Reproduce the news passage below about Obama's remarks on aliens, word for word from start to finish.
BEGIN SELECTED PASSAGE
The controversy erupted after Obama appeared on the “No Lie” podcast with Brian Tyler Cohen on Saturday. During a rapid-fire question segment, Cohen asked point-blank: “Are aliens real?” Obama didn’t hesitate, saying they’re real but he hasn’t seen them and they’re not being kept at Area 51—unless, he quipped, there’s some “enormous conspiracy” that hid it from the president.

The comments ricocheted across social media, prompting Obama to issue a clarification Sunday on Instagram. The former president, who served from 2009 to 2017, explained he was playing along with the speed-round format and meant only that life likely exists somewhere in the vast universe given its statistical immensity—not that Earth has been visited by extraterrestrials. He stressed he saw “no evidence” during his presidency that aliens had made contact.

The clarification did little to quell Trump’s criticism. When pressed about his own views on aliens, Trump demurred, saying he doesn’t know if they’re real and never talks about the subject. But he offered to “help” Obama by declassifying the information, while noting that many people believe in extraterrestrial life.
END SELECTED PASSAGE
BEGIN EXTRACTED RECORDS
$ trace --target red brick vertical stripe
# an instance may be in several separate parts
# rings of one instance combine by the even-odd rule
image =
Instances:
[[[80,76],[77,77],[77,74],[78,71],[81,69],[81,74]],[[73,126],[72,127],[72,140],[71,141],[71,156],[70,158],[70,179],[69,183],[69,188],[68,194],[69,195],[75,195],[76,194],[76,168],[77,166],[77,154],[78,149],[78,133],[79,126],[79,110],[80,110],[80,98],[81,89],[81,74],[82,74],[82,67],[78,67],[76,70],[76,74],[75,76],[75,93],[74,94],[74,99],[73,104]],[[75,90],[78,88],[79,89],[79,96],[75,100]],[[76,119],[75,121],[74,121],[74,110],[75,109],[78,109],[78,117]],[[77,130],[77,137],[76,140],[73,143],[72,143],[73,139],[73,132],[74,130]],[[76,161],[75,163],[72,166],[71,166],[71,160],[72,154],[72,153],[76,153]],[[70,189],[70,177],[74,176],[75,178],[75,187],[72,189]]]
END EXTRACTED RECORDS
SOLUTION TO THIS TASK
The controversy erupted after Obama appeared on the “No Lie” podcast with Brian Tyler Cohen on Saturday. During a rapid-fire question segment, Cohen asked point-blank: “Are aliens real?” Obama didn’t hesitate, saying they’re real but he hasn’t seen them and they’re not being kept at Area 51—unless, he quipped, there’s some “enormous conspiracy” that hid it from the president.

The comments ricocheted across social media, prompting Obama to issue a clarification Sunday on Instagram. The former president, who served from 2009 to 2017, explained he was playing along with the speed-round format and meant only that life likely exists somewhere in the vast universe given its statistical immensity—not that Earth has been visited by extraterrestrials. He stressed he saw “no evidence” during his presidency that aliens had made contact.

The clarification did little to quell Trump’s criticism. When pressed about his own views on aliens, Trump demurred, saying he doesn’t know if they’re real and never talks about the subject. But he offered to “help” Obama by declassifying the information, while noting that many people believe in extraterrestrial life.